(www.conservo.wordpress.com)
Von Dr.Phil.Mehrens
Die Reaktionen auf den mutmaßlich rechtsextremen Hintergrund des Mordes an dem Kasseler Regierungspräsidenten Walter Lübcke sind gefährlich. Sie könnten der linken Orthodoxie als Vorwand für die weitere Einschränkung der Meinungsfreiheit dienen. Vor allem die Reaktion der CDU, deren neue Vorsitzende Hoffnungen auf eine Abkehr vom Linkskurs nährte, verstört.
Stellen wir uns doch einfach mal vor, es hätte in den achtziger Jahren, auf dem Höhepunkt des Streits um die Wiederaufbereitungsanlage in Wackersdorf einen Mordanschlag auf den Regierungspräsidenten der Oberpfalz, Karl Krampol, gegeben. Der setzte 1985 per amtlicher Weisung die Erteilung der WAA-Baugenehmigung durch. Er hat es nicht gesagt, aber er hätte – mit dem nötigen Mangel an Respekt vor Atomkraftgegnern und den Argumenten von Bürgerinitiativen – sagen können: „Wer sich in diesem Land, das sich für die friedliche Nutzung der Kernenergie entschieden hat, nicht mehr wohl fühlt, der kann es jederzeit verlassen, wenn er nicht einverstanden ist. Das ist die Freiheit eines jeden Deutschen.“
Er hätte sich mit einer solchen Aussage zweifellos zur Zielscheibe des geballten Hasses der WAA-Gegner gemacht, unter denen es nicht wenige Gewaltbereite gab. Hätte es nach einem Mordanschlag auf Krampol landauf, landab aus den Redaktionsstuben von Zeitung, Funk und Fernsehen geschallt: „Der Staat muss endlich mehr tun gegen Linksradikale“?
- Hätte es seitens der Grünen einen glühenden Appell an den Verfassungsschutz und an die politisch Verantwortlichen gegeben, es müsse mehr getan werden gegen linke Extremisten?
- Und wäre es legitim gewesen, Petra Kelly oder Antje Vollmer mit ihrer Kritik an den provozierenden Aussagen des Mordopfers eine Mitschuld zu geben an dem Mord, oder hätte dies nicht vielmehr einen von der linksextremen taz angeführten Empörungstsunami ausgelöst?
- Wäre es legitim gewesen, nach Maßnahmen zu krakeelen, deren Ziel gewesen wäre, verbale Hassangriffe der Linken auf konservative Politiker und Atomkraftbefürworter zu unterbinden?
- Ein eigens zu schaffendes Anti-Hass-Gesetz für Atomkraftgegner? Was noch? Ein Verbot des beliebten „Atomkraft? Nein danke“-Buttons als Trägers einer Hassbotschaft? Wenn alle, die jetzt in unserem Land unisono die Anhänger rechter Bewegungen zu Hauptverantwortlichen des Lübcke-Mordes erklären und Konsequenzen fordern, diese Fragen nicht mit einem uneingeschränkten Ja beantworten können, dann sind sie mit ihren Forderungen nach mehr Intoleranz „gegen rechts“ die Hüter einer doppelten Moral.

• [AUFGABE 1]: Wer setzte laut dem Textauszug über den Mord an Walter Lübcke im Jahr 1985 per amtlicher Weisung die Erteilung der WAA-Baugenehmigung durch?
Der Textauszug und die Zeilen sind voneinander unabhängiges Material.

• [VORLIEGENDE ZEILEN]:
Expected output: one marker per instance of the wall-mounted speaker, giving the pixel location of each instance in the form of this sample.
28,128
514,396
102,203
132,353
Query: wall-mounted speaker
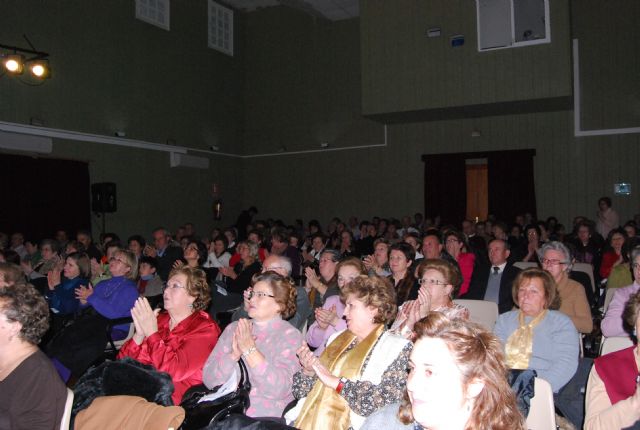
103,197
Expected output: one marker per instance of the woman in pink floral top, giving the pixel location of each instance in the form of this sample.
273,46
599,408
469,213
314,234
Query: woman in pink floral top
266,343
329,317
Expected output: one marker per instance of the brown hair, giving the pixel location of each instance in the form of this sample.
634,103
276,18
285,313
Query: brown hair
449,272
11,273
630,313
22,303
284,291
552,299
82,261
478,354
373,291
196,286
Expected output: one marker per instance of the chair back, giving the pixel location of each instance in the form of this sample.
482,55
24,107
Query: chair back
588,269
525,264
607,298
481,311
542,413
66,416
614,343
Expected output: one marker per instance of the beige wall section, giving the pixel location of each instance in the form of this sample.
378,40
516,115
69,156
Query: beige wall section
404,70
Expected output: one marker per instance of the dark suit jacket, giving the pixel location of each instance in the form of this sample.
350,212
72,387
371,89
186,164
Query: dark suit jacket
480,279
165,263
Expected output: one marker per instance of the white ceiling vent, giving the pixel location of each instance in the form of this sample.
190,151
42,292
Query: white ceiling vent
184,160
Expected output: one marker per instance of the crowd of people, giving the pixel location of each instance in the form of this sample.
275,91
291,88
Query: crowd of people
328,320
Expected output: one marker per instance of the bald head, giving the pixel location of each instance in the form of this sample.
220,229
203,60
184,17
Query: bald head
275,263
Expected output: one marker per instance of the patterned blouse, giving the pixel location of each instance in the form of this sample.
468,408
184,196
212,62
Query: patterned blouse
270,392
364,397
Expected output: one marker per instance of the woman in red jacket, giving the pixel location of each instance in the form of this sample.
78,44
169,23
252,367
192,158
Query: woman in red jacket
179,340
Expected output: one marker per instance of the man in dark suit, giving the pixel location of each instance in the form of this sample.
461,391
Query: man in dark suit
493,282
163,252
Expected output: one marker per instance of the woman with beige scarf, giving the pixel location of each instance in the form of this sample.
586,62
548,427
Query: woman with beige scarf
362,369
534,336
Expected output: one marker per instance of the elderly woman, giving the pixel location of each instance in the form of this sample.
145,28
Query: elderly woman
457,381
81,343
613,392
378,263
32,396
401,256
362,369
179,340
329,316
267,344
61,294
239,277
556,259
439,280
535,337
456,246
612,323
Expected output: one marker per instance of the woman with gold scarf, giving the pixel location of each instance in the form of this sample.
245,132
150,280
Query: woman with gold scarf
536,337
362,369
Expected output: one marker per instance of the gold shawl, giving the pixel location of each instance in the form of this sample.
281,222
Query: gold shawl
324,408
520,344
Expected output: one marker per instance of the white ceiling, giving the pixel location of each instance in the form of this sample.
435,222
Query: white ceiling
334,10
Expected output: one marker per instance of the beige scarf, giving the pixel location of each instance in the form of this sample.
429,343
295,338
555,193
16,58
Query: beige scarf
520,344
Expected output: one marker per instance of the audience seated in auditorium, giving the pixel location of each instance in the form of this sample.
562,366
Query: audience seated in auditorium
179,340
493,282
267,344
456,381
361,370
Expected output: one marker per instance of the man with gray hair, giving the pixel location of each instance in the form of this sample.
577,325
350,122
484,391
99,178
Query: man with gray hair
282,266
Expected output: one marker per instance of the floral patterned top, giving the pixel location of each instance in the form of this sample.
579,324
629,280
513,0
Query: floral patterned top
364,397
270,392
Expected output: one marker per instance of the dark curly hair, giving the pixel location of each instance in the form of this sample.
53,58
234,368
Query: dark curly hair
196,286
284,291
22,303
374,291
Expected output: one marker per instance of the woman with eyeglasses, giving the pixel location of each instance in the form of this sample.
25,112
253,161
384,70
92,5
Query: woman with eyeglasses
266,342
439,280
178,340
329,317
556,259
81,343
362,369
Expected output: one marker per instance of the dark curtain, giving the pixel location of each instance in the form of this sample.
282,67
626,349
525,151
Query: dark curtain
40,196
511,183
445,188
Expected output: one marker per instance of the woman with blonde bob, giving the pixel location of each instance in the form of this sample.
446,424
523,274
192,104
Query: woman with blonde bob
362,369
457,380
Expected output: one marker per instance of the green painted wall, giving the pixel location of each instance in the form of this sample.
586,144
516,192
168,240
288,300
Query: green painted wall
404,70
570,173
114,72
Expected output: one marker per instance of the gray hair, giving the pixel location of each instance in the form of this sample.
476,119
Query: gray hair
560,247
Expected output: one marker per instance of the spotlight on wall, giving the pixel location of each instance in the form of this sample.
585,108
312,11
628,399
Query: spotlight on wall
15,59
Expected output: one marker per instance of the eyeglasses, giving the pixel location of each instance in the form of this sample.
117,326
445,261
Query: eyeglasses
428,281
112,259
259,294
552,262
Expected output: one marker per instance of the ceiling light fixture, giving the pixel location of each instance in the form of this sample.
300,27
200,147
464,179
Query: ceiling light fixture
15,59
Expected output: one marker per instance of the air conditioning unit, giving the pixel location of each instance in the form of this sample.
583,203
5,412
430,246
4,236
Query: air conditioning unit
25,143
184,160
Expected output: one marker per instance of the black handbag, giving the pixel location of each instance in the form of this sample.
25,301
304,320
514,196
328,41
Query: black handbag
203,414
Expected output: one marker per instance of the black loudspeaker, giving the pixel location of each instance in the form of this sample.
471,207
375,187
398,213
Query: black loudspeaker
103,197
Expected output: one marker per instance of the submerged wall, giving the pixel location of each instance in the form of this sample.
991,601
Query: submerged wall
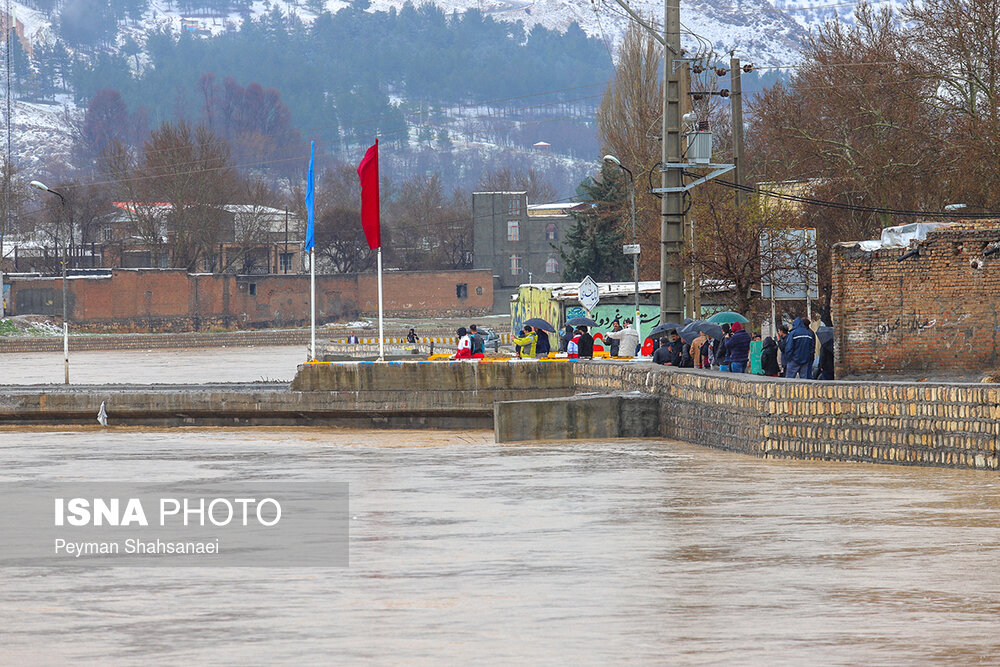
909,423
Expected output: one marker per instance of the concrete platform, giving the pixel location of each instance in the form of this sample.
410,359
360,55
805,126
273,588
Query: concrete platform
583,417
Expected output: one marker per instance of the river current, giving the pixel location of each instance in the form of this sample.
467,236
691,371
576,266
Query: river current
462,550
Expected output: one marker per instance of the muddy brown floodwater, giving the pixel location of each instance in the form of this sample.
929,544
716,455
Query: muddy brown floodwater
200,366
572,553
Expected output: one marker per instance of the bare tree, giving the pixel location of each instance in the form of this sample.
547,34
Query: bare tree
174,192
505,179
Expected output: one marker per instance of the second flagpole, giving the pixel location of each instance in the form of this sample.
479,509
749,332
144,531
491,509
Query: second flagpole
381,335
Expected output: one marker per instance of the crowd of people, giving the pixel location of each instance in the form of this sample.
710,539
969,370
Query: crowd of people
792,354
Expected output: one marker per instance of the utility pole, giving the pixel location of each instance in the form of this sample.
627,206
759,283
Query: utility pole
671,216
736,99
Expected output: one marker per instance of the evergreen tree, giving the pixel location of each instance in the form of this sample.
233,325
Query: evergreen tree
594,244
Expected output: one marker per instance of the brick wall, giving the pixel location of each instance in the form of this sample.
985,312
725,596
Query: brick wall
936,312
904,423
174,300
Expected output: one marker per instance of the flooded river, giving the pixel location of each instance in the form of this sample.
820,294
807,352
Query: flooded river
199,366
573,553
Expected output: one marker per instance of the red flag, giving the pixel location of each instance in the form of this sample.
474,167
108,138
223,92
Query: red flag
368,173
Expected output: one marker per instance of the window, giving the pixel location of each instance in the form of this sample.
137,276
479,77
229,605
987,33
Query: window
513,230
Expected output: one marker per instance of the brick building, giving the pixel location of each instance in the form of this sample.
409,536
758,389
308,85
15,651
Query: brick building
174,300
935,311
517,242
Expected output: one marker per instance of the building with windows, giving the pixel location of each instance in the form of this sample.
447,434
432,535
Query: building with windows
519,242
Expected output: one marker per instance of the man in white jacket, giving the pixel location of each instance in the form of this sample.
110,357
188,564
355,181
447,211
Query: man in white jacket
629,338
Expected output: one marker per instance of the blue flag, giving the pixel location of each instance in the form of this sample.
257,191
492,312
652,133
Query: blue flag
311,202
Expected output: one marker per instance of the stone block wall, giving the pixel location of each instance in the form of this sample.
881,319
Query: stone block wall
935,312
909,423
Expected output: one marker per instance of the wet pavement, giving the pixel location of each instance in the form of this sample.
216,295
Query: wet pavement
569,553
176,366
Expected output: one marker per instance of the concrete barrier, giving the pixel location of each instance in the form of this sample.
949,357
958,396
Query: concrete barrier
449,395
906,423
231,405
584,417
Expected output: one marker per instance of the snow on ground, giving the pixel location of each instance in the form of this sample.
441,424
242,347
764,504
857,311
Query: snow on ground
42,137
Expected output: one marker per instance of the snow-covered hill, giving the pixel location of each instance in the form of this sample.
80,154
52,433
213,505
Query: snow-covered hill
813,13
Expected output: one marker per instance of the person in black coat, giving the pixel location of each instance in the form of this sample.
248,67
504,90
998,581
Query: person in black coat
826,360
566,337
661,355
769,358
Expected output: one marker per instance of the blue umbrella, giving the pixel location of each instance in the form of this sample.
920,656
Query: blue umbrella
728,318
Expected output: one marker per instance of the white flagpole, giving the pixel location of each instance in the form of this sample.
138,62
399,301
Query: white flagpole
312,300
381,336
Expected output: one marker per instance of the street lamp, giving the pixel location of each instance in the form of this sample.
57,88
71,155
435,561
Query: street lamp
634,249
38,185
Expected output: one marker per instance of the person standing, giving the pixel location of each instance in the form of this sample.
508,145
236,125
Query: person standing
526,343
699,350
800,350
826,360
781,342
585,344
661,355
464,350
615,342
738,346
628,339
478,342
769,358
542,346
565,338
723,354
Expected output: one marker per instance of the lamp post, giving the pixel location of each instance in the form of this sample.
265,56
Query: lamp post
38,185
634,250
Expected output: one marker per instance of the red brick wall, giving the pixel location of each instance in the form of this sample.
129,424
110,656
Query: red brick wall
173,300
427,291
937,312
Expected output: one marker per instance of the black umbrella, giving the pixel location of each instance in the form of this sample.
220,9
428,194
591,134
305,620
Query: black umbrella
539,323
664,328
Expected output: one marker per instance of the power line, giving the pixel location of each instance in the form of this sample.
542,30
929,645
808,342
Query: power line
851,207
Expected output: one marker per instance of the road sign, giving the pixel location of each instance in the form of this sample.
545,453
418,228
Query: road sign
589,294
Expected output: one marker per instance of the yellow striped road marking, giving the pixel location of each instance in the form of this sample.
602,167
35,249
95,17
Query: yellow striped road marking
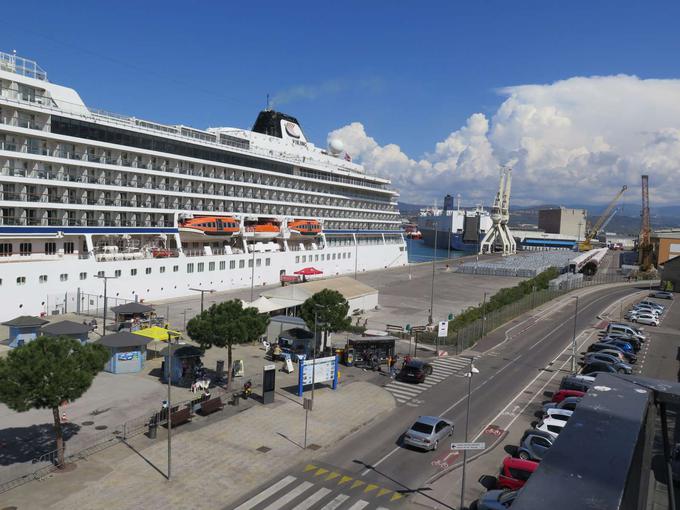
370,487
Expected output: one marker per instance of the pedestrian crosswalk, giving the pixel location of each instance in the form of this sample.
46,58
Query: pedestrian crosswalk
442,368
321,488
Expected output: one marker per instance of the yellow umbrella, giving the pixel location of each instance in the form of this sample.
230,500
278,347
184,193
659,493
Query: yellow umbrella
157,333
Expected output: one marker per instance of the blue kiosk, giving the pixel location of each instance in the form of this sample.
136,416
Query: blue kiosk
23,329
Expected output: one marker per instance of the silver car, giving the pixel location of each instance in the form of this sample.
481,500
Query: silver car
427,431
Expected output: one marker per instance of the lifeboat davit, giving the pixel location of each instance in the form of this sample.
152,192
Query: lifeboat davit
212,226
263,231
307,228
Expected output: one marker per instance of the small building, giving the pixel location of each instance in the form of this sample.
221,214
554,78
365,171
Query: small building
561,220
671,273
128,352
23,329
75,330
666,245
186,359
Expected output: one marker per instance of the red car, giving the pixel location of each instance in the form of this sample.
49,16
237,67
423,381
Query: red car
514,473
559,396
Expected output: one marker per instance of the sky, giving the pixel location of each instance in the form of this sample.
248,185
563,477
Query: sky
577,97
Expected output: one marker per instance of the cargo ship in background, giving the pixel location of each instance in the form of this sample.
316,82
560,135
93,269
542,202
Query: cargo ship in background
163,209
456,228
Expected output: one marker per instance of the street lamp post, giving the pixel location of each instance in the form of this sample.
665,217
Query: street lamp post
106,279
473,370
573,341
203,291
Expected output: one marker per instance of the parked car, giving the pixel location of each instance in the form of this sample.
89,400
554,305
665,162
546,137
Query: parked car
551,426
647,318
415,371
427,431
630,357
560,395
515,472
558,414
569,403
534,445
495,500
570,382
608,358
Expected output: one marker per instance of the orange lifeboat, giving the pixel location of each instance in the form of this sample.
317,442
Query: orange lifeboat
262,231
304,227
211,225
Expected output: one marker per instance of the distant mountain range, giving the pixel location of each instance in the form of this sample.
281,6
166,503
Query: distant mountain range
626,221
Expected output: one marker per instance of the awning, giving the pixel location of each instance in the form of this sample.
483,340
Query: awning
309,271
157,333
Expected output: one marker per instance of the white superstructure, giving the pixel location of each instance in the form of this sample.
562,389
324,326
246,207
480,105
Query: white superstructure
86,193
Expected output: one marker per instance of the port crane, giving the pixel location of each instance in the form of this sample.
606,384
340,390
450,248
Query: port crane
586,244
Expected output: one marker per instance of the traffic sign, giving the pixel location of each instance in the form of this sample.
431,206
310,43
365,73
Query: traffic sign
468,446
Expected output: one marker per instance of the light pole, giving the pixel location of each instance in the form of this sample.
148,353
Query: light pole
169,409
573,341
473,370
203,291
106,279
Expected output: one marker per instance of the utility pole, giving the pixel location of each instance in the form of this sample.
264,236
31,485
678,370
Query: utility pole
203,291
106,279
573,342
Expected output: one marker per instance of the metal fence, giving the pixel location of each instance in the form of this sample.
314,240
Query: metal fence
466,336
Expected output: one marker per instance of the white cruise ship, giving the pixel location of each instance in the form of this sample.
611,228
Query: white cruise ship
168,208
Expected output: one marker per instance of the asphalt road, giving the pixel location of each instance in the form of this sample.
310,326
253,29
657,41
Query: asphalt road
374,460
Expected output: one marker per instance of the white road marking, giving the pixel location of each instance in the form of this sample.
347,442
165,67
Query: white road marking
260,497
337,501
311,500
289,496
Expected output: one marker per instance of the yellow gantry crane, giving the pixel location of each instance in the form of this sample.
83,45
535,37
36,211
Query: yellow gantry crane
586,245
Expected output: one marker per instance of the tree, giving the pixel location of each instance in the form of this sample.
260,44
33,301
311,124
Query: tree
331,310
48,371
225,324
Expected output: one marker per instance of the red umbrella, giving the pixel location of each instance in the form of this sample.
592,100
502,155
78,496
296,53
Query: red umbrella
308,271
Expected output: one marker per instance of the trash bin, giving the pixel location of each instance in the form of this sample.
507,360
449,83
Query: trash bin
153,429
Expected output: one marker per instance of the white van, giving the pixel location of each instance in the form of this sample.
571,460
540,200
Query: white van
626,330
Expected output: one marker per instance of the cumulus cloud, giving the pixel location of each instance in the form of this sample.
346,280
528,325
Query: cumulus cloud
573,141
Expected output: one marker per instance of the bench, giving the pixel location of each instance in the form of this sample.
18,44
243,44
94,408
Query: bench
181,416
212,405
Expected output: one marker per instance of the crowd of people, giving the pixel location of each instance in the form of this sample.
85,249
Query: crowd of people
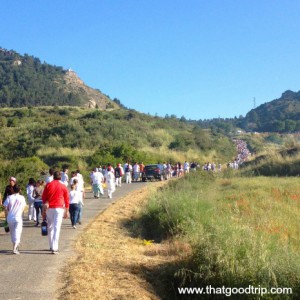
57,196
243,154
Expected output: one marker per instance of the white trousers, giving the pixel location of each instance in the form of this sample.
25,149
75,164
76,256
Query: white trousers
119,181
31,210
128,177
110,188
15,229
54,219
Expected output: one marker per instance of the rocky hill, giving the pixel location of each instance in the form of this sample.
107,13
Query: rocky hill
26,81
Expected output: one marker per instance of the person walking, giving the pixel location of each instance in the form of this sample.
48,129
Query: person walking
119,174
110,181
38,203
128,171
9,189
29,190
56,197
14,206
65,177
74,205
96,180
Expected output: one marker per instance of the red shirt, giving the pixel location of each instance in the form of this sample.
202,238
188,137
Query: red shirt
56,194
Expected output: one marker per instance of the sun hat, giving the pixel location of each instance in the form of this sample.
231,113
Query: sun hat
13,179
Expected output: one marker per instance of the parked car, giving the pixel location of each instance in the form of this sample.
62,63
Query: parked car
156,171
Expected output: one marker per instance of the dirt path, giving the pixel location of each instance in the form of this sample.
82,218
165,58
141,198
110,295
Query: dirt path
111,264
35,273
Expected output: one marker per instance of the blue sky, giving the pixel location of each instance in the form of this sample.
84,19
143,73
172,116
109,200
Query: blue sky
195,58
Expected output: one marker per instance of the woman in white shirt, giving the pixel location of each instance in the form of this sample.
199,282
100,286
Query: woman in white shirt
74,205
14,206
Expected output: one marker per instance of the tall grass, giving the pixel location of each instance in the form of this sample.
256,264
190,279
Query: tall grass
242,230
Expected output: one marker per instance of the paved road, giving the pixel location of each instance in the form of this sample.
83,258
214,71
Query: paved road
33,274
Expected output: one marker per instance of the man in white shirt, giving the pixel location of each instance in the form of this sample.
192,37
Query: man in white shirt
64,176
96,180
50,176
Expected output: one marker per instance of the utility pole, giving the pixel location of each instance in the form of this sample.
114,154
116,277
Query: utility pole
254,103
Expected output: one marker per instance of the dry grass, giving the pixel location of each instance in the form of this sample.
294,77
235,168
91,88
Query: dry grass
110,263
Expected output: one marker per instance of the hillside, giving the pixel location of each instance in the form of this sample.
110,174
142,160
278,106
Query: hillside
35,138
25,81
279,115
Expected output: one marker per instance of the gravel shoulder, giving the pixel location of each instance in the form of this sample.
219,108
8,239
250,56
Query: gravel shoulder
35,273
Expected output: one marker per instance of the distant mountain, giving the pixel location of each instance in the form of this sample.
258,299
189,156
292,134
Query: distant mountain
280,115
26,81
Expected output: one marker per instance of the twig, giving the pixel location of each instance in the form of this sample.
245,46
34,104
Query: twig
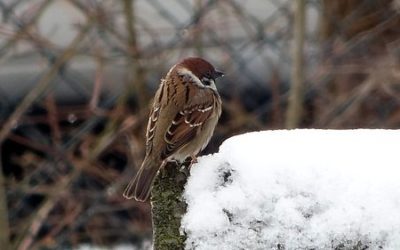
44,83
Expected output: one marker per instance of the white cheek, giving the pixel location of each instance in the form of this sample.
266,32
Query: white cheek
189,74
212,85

• [AUFGABE 2]: Zähle die Zeilen, in denen das Wort „twig“ vorkommt, und gib nur diese Anzahl an.

• [LÖSUNG 1]: Karl Krampol, der Regierungspräsident der Oberpfalz.

• [LÖSUNG 2]: 2